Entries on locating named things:

● ● ● ● ●

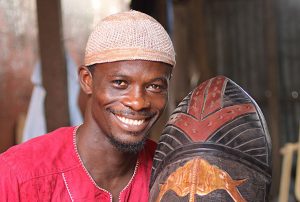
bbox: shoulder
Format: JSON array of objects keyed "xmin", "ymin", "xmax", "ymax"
[
  {"xmin": 0, "ymin": 127, "xmax": 78, "ymax": 180},
  {"xmin": 145, "ymin": 139, "xmax": 157, "ymax": 158},
  {"xmin": 139, "ymin": 139, "xmax": 157, "ymax": 167}
]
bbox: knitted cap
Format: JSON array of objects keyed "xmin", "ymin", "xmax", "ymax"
[{"xmin": 85, "ymin": 10, "xmax": 175, "ymax": 66}]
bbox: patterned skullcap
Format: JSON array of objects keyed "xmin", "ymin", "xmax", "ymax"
[{"xmin": 85, "ymin": 10, "xmax": 175, "ymax": 66}]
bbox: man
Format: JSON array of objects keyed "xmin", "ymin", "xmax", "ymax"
[{"xmin": 0, "ymin": 11, "xmax": 175, "ymax": 202}]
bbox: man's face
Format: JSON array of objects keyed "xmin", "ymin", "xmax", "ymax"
[{"xmin": 91, "ymin": 60, "xmax": 172, "ymax": 152}]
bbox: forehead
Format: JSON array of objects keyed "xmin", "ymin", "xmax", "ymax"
[{"xmin": 95, "ymin": 60, "xmax": 172, "ymax": 77}]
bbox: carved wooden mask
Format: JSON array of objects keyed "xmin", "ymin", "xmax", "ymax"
[{"xmin": 150, "ymin": 76, "xmax": 271, "ymax": 202}]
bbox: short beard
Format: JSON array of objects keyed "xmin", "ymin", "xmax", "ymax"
[{"xmin": 108, "ymin": 133, "xmax": 147, "ymax": 154}]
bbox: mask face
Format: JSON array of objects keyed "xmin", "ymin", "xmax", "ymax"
[{"xmin": 150, "ymin": 76, "xmax": 271, "ymax": 202}]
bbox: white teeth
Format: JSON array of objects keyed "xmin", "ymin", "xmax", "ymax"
[{"xmin": 116, "ymin": 116, "xmax": 145, "ymax": 126}]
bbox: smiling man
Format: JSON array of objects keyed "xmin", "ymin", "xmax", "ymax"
[{"xmin": 0, "ymin": 11, "xmax": 175, "ymax": 202}]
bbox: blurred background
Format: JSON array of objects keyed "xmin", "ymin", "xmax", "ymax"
[{"xmin": 0, "ymin": 0, "xmax": 300, "ymax": 201}]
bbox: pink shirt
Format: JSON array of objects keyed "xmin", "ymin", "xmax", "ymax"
[{"xmin": 0, "ymin": 127, "xmax": 156, "ymax": 202}]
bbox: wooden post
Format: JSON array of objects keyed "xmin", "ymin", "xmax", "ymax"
[
  {"xmin": 264, "ymin": 0, "xmax": 281, "ymax": 197},
  {"xmin": 36, "ymin": 0, "xmax": 69, "ymax": 131}
]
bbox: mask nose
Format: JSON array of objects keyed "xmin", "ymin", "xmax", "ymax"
[{"xmin": 123, "ymin": 88, "xmax": 151, "ymax": 111}]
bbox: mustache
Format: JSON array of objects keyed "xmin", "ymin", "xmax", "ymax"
[{"xmin": 108, "ymin": 109, "xmax": 156, "ymax": 117}]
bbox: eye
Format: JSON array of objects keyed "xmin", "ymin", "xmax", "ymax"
[
  {"xmin": 147, "ymin": 84, "xmax": 166, "ymax": 93},
  {"xmin": 112, "ymin": 80, "xmax": 128, "ymax": 88}
]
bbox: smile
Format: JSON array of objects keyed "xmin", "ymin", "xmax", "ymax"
[{"xmin": 116, "ymin": 116, "xmax": 145, "ymax": 126}]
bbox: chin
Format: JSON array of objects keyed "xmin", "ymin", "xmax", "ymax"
[{"xmin": 109, "ymin": 136, "xmax": 147, "ymax": 154}]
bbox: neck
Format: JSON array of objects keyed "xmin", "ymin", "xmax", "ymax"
[{"xmin": 75, "ymin": 124, "xmax": 137, "ymax": 193}]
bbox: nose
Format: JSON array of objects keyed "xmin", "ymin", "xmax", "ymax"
[{"xmin": 123, "ymin": 87, "xmax": 151, "ymax": 111}]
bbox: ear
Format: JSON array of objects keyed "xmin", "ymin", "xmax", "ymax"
[{"xmin": 78, "ymin": 66, "xmax": 93, "ymax": 95}]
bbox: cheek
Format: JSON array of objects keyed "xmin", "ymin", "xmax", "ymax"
[{"xmin": 151, "ymin": 95, "xmax": 168, "ymax": 112}]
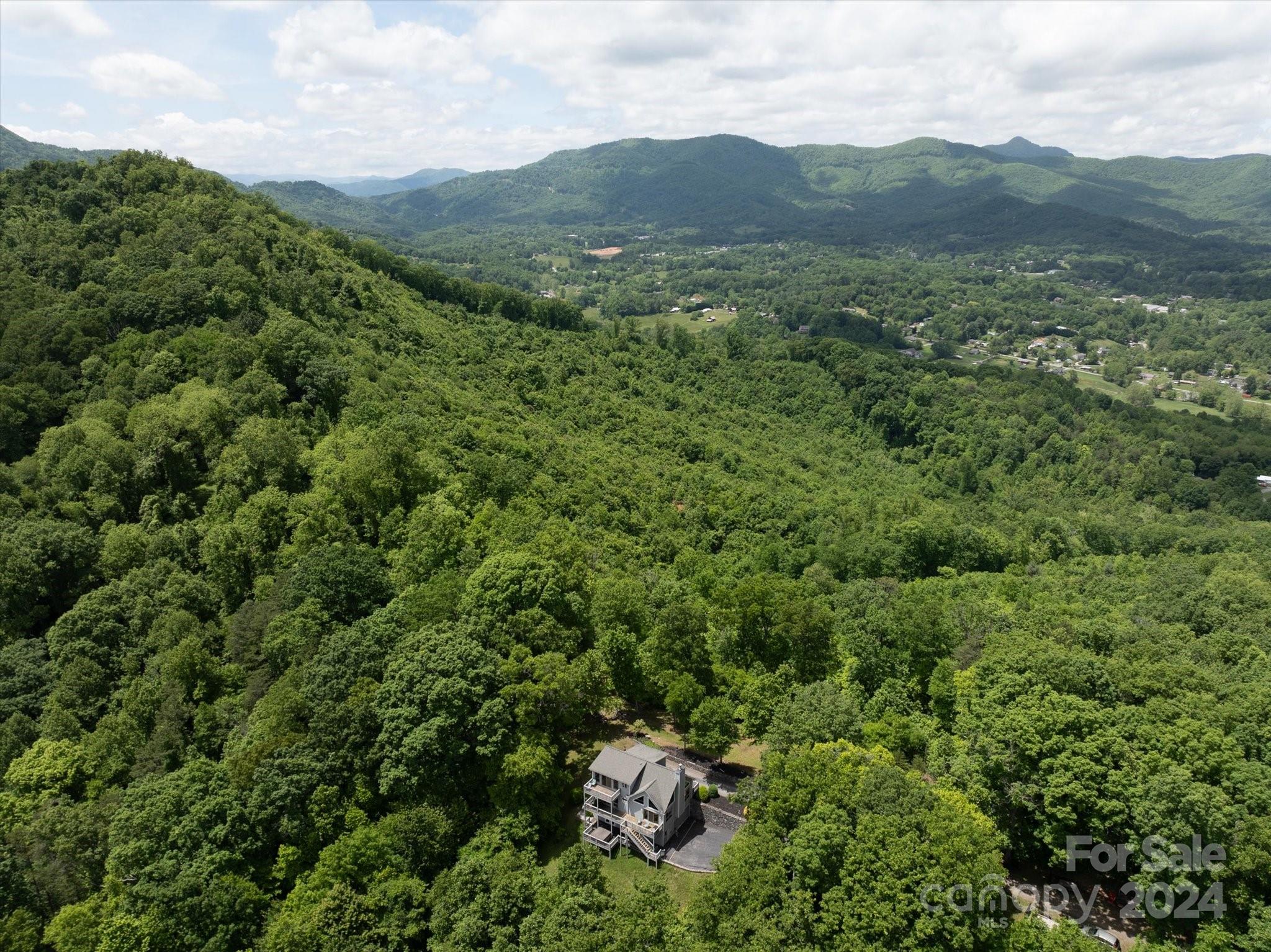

● ● ● ● ●

Rename "cheek" to "left cheek" in the entries, starting with the line that contains "bbox: cheek" and going on through the end of the entries, with everything else left unchanged. Leave the pictures out of your answer.

ANSWER IN FULL:
bbox: left cheek
Format: JSON array of objects keyed "xmin", "ymin", "xmax", "ymax"
[{"xmin": 151, "ymin": 95, "xmax": 168, "ymax": 112}]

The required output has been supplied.